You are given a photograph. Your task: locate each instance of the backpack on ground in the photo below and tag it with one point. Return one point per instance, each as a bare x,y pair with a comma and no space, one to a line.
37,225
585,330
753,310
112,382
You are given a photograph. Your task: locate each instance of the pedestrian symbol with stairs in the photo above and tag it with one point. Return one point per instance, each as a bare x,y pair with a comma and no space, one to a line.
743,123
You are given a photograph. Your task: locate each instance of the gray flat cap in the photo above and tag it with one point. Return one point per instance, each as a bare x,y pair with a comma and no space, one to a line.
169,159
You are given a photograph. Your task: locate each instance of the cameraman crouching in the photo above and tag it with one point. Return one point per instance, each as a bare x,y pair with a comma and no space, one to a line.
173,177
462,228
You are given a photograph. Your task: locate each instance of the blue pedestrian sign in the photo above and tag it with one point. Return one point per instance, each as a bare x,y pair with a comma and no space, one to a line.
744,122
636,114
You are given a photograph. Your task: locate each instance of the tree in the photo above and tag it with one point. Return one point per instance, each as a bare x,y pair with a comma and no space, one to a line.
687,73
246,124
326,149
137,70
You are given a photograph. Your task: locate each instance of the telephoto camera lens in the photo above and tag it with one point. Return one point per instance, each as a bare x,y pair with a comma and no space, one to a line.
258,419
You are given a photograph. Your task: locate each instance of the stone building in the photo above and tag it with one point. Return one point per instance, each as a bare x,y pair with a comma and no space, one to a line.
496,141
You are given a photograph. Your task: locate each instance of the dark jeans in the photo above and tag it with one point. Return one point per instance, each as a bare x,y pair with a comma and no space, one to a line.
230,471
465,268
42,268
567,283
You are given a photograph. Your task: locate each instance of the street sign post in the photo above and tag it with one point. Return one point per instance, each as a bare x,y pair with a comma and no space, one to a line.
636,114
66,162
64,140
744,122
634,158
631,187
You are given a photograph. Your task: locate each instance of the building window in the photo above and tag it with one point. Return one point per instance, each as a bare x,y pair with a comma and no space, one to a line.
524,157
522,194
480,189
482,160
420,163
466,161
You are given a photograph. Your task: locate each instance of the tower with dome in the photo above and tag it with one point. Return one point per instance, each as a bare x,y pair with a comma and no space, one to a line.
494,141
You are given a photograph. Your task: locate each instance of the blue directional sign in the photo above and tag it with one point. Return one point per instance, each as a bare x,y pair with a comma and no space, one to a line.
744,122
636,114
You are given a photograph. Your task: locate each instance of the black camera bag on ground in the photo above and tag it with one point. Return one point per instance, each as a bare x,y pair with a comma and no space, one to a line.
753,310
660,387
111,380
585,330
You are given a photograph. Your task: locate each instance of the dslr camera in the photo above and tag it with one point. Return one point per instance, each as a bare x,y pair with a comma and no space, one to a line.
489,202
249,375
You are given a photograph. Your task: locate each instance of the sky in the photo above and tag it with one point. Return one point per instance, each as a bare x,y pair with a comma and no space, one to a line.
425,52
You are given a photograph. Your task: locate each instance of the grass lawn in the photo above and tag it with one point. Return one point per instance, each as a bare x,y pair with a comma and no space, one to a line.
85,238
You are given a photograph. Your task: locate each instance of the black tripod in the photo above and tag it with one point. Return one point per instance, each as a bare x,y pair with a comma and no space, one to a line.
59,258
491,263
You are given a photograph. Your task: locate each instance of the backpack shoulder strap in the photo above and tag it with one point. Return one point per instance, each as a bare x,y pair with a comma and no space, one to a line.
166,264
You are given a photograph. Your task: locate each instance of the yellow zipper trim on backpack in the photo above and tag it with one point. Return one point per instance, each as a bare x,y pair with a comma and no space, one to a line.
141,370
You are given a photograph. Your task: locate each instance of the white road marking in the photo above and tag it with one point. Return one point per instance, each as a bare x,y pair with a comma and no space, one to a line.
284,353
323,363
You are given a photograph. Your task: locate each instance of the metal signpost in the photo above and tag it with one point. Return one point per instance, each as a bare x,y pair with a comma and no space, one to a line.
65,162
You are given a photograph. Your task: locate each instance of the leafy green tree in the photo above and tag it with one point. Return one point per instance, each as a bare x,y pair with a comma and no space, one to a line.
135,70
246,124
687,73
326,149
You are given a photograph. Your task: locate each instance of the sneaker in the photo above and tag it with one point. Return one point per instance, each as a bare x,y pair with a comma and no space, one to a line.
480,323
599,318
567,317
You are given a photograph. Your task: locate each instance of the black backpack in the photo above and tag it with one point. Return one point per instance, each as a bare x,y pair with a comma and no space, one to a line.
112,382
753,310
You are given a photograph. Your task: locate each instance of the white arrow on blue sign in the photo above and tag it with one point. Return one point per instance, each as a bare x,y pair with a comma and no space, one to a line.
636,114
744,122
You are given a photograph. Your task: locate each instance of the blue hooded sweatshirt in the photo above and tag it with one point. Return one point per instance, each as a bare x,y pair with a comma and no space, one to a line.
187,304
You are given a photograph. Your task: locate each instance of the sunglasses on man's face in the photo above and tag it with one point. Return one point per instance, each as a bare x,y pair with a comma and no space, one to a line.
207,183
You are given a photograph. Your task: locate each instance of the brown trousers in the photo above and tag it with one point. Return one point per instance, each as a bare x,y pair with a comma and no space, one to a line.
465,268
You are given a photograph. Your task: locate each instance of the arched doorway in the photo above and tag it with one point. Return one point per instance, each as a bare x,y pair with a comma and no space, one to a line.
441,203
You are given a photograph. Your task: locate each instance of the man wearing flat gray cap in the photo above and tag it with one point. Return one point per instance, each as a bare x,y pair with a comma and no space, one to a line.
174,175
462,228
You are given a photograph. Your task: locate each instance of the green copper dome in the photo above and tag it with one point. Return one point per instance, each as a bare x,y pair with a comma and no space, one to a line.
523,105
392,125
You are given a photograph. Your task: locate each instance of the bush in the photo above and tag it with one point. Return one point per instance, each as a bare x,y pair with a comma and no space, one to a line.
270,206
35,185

# [Problem details]
Copy out the whole listing exactly; please set it all down.

# [Result of this exercise]
You are given a photograph. Your task: locate each instance of the backpack on ground in the photo below and tag it with one point. Return one point per instance, each as a bare x,y pair with a comma and no space, one to a line.
37,225
585,330
753,310
112,382
You are given a photograph. Your task: locate each instance of the pedestrian symbol with stairs in the photo above and tag it with one point. Return one point per instance, each as a bare x,y pair with a comma and no space, one to a line.
743,123
You are given a photograph. Your task: locate each instance of the gray flat cap in the photo above and tag it with one point. Return one point per instance, each as a bare x,y pair with a comma and no space, one to a line.
169,159
You are given a photograph. Your task: locate each instance of the cameraman crouching in the photo above and tag it with one point. Return one point per instance, each as a bare x,y pair with a comma and no space, one to a line.
173,177
462,228
You are given a photograph. Your task: locate each instance of the blue pedestrian sign in the photo above and tag it with one point. Return one point per instance, each as a bare x,y pair with a comma and no space, one to a line.
744,122
636,114
You are given a photograph. Your task: locate each instance of the tree in the photo above and tag it with one point. Return one point per instance, each as a bare x,y pair with a comma and no space, one to a line.
687,73
246,124
326,149
137,70
You are given a photograph. Your task: locate each instance of the telephoto camera lens in the photo above and tag it with one point. Return one point per instance, each as a bare x,y pair with a comma and no space, one to a line.
258,419
You are given a photograph. Your task: locate each instance of the stone building in the photo above and tag it with one point. Return one point per instance, each as a bare x,y pair with a comma and no space, one to a line.
496,141
You are given a photograph. Your task: locate each instance of the dark jeans in the photo above and tag it with one point. Return one point per instance, each as a bare x,y pair with a comma and no space, one to a line.
230,471
465,268
42,268
567,283
You are given a photograph. Your task: locate each instance of the street sign post in the photo above and tag it with one point. Return one point per instance, each as a bare x,y pair with a comma and no space, one to a line.
636,114
66,162
64,140
744,122
634,158
631,187
You are given a photograph. Your task: locate each instance of the building window in the photo above and tag it with one point. Return one point per instance, each as a bare x,y pair with a comma and no space, one to a line.
524,157
522,194
480,189
482,160
420,163
466,161
You are given a photograph. Your task: locate each instance of the tower with dome in the photo above and tag it with one point. Return one point per instance, each as a bare x,y pair with a comma and no space, one to a line.
494,141
You are given a photograph. Your task: locate each instance of the blue directional sign in the photo above and tag it with one point. Return one point per instance, each as a bare x,y pair with a comma and no space, one to a line.
744,122
636,114
You are given a photograph. Your task: locate each instance of the black camera bag on ground in the photo above and tag it with one point. Return one point per instance, each as a bare x,y pair with a comma and no space, one to a line.
753,310
660,387
111,380
585,330
You are given a photograph. Your task: locate each instance of the dslr camera in the photo above and tag it with one point. Return one point per instance, each as a bare x,y pair with a comma and no space, one to a line.
489,202
249,375
You are given a photograph. Your task: locate each instance of the sky in the photo above and tag it with one point. Return one point per instance, each as a bare x,y pair with a comma and no space, one to a line.
425,52
You are given a photograph. Your task: locate each instance of the grass lawn in the photo above and tag it with one point. Return one point per instance, each as a bare x,y pair with a comma and no space, one to a line.
85,238
You are given a photograph. Your task: locate each instance of the black tripod in the photo above and tag it with one point. Return one point per instance, each as a bare x,y pair with a comma and no space, one to a line.
59,258
491,263
You are given a photograph. Your task: locate each instance of the backpack shoulder strap in the photo above and tag it with one point. Return one point per instance, each as a bare x,y pair with a comma and no space, one to a line.
166,264
You are given a photograph. Your task: locate each instance of the yellow zipper trim on backpack in the photo above and tag it with one point. Return one point per instance, each as a bare x,y pair with a comma and no space, one to a line.
141,370
You are given a photograph. Your task: locate each instance of the white road marking in the photo above and tag it with one point. Return one point per instance, each as a bare x,y pair with a comma and no space, one to a line.
284,353
323,363
You are given a photograph. Your task: locate each instance of the metal signpost in the photo above and tag it with one point. Return one point per instance, each as a bare x,y pair with a comma and no space, one to a line.
65,162
You are given a photograph. Your task: locate each instance of the leafy green tree in the photo above and tag it with one point. Return one point per instance, each as a bare x,y pair with a comma and no space, one to a line.
135,70
246,124
687,73
326,149
You are given a photograph. Your task: locate each instance of the sneaker in the photo above and tag it with one point. Return one point per instance, each as a bare x,y pair with a comma and no space, one to a line.
480,323
599,318
567,317
You are given a photograph. Your task: locate each instance of the black backpack in the photo above and tag it with one point. Return one point per instance, each as a bare x,y pair with a comma and no space, one to a line.
112,382
753,310
You are given a photograph. Your task: locate each instance of the white arrow on blue sign in the photo above and tag it with one point. Return one point per instance, each as a bare x,y pair with a comma and no space, one to a line.
636,114
744,122
You are given a photograph. Your task: locate each instance of the blue hooded sweatshirt in the photo above and tag it with one point. Return one point per instance, each as a bare x,y pair with a comma and no space, one to a line.
187,304
You are given a photograph. Your task: locate each instance of the sunglasses on man's face in the photo above and tag it with one point. Return one point per instance, each as a bare x,y pair with a comma and no space, one to a line.
207,183
You are given a photograph. Your task: locate each instance of the brown trousers in the photo above and tag it with one point. Return one point per instance, each as a bare x,y pair with a comma and no space, one to a line.
465,268
You are given a photograph. Your task: locate each instance of the arched doorway in the photo above and tag it with one point. Return one point per instance, each as a bare x,y pair with a comma and no space, one to a line.
441,203
You are given a photograph. Your task: locate each instance of the man wearing flat gray cap in the photo above and tag it with one point. Return one point per instance, each as a bare x,y pair with a comma and no space, one to a line.
174,175
462,228
You are given a photograph. Your task: locate each instance of the green copper dome in the photo above and tag it with one point. Return one point per instance, each as a bare x,y pair with a comma and no space, one to a line.
523,105
392,125
You are given a photograph. Your task: locate each instance of the bush in the photo above and tag it with one point. Return one point per instance, each as a bare x,y pair with a comma and no space, one to a line.
270,206
35,185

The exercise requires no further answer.